WRITTEN EXERCISE 1.
Using the flushing thread below, decide whether each statement agrees with it, answering yes or no and quoting the words that settle it. (a) The manual says not to start the engine while the hose flush adapter is in use. (b) Profish00 says a boat sitting in a sling changes the advice. (c) g2outfitter regularly ran the motor on muffs.
WRITTEN EXERCISE 2.
Transcribe the part of the flushing thread below starting at "# Confusion on" and ending at "adaptor up top?".

SOURCE EXCERPT.
Begin

# Confusion on flushing a Yamaha 250SHO with engine running



## Cavjock22 (Jan 5, 2008)

The book reads to not start the engine when your using the hose flush adaptor. Also read a similar note in "hull truth". Your only suppose to flush the engine running using muffs. Can any body set it straight? Can you run the engine when you use the hose flush adaptor up top?


----------



## Profish00 (May 21, 2004)

Run engine on muffs, do not run on flush adapter.


----------



## Cavjock22 (Jan 5, 2008)

Boat sits on a sling. I probably should have given that bit of info. Muffs are a pain to use.


----------



## Profish00 (May 21, 2004)

doesn't matter if in sling.

Run engine on muffs, do not run engine on flush adapter.


----------



## g2outfitter (Jul 21, 2009)

Just use flush adapter and dont run engine. Use salt away and run through engine, I never had issue and engine stayed clean and I never ran motor on muffs. 

Sent from my SAMSUNG-SGH-I747 using Tapatalk 2


----------



## Cavjock22 (Jan 5, 2008)

End

(Excerpts from a location annotation dataset)
Begin

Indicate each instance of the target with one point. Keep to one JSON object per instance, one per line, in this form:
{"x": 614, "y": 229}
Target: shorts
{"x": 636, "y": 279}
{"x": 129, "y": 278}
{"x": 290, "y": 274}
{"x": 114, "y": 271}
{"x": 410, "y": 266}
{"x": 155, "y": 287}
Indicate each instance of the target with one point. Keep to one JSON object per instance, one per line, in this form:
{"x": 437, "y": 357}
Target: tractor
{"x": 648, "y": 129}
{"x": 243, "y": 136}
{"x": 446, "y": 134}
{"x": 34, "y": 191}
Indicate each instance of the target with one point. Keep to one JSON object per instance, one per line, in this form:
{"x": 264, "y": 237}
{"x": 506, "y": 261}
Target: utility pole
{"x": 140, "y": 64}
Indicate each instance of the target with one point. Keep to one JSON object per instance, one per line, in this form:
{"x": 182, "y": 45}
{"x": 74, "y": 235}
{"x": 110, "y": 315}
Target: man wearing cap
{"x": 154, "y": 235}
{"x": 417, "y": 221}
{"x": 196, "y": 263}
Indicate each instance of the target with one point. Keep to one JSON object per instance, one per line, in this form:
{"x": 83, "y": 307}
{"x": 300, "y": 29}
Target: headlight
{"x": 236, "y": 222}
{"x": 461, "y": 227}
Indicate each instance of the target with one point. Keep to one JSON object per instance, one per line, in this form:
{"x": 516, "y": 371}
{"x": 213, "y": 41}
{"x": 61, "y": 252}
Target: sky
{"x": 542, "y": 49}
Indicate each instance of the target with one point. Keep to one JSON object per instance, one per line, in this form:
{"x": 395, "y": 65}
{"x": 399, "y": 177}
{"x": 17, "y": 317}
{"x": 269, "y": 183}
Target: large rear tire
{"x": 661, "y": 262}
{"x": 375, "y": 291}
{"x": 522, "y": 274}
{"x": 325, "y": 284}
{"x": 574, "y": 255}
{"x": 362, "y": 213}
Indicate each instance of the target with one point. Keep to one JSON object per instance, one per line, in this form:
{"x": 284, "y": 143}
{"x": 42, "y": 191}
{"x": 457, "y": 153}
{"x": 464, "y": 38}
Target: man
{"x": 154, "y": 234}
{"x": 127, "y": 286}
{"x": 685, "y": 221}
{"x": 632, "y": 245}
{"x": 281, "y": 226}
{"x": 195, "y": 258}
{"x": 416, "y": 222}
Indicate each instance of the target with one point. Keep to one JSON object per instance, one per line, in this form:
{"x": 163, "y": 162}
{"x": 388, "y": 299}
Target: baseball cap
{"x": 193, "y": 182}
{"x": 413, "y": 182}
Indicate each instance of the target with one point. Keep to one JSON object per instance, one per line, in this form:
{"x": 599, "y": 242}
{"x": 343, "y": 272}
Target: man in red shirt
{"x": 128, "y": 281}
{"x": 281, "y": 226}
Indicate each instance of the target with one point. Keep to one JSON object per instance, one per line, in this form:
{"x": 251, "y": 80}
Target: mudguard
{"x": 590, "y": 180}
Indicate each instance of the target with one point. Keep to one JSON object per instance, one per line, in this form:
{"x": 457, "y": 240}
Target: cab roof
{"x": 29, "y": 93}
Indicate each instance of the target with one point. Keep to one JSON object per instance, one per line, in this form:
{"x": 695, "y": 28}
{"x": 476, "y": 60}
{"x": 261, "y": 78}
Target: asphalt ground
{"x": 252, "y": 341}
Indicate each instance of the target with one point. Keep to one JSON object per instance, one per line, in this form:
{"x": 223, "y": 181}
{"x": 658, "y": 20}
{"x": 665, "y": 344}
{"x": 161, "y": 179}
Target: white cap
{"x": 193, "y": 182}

End

FINAL RESULT 1.
(a) Yes: "The book reads to not start the engine when your using the hose flush adaptor."
(b) No: "doesn't matter if in sling."
(c) No: "I never ran motor on muffs."

FINAL RESULT 2.
# Confusion on flushing a Yamaha 250SHO with engine running



## Cavjock22 (Jan 5, 2008)

The book reads to not start the engine when your using the hose flush adaptor. Also read a similar note in "hull truth". Your only suppose to flush the engine running using muffs. Can any body set it straight? Can you run the engine when you use the hose flush adaptor up top?